>> Start Page text

Public input on Kentucky's energy future is seen as an important part of the state's request for a two-year extension for coming up with a plan to meet the country's first-ever limits on carbon pollution from coal-fired power plants. (Greg Stotelmyer)
Public input on Kentucky's energy future is seen as an important part of the state's request for a two-year extension for coming up with a plan to meet the country's first-ever limits on carbon pollution from coal-fired power plants. (Greg Stotelmyer)
January 25, 2016

FRANKFORT, Ky. – Sept. 6 is the cutoff date for states to meet the Environmental Protection Agency’s deadline for having a plan in place to comply with the country's first-ever limits on pollution from coal-fired power plants.

Kentucky will seek a two-year extension for coming up with its own plan to meet the Clean Power Plan limits, beginning in 2022.

Dana Beasley Brown, who chairs Kentuckians For The Commonwealth (KFTC)), says it's a positive first step toward finding home grown solutions to the state's energy future.

"This just makes sense for us to file and move forward because we really do need a plan that's going to be best for Kentuckians and written, and created, by Kentuckians," she stresses.

Gov. Matt Bevin says the state is requesting the extension to allow legal challenges to progress through the courts. He maintains the Clean Power Plan will increase electricity rates and devastate Kentucky's economy.

One requirement a state has to meet when seeking an extension from the EPA is to demonstrate that it has begun meaningful public engagement.

Bevin says the Energy and Environment Cabinet will conduct listening sessions across the state to gather input.

Beasley Brown says KFTC's message is energy transformation can be good for Kentuckians' health as well as the state's economy. She says it starts with energy efficiency.

"Energy efficiency is a win-win-win approach that can generate good jobs and improve economic security for our families and industries,” she states.

Last fall, Kentuckians For The Commonwealth launched its own effort to develop solutions for transitioning away from coal.

Called Empower Kentucky, the organization hopes to have a people's plan for clean energy in place by June. Currently, coal supplies 92 percent of the state's power.

>> End Page text
>> Start Provided data

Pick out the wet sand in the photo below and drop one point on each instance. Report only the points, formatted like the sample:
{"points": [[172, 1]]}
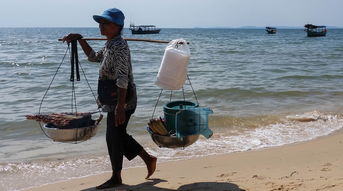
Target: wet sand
{"points": [[308, 166]]}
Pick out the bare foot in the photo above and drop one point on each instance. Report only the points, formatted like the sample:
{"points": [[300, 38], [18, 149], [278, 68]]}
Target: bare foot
{"points": [[151, 166]]}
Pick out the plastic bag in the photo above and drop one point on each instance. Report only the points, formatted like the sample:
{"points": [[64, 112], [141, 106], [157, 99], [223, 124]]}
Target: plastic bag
{"points": [[173, 69]]}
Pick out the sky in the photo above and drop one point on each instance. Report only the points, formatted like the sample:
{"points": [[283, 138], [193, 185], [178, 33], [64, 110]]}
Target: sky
{"points": [[173, 13]]}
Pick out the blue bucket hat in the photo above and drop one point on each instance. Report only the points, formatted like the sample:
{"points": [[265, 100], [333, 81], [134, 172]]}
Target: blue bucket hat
{"points": [[113, 15]]}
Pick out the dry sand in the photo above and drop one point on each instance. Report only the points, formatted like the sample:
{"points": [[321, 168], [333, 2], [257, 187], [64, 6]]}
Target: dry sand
{"points": [[315, 165]]}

>> End Provided data

**Directive 1**
In the article on Kentucky's energy future, what percentage of the state's power does coal currently supply?
**Directive 2**
Pull out every line of the entries that contains the string "Target". Case counts.

**Expected answer 1**
92 percent

**Expected answer 2**
Target: wet sand
Target: bare foot
Target: plastic bag
Target: sky
Target: blue bucket hat
Target: dry sand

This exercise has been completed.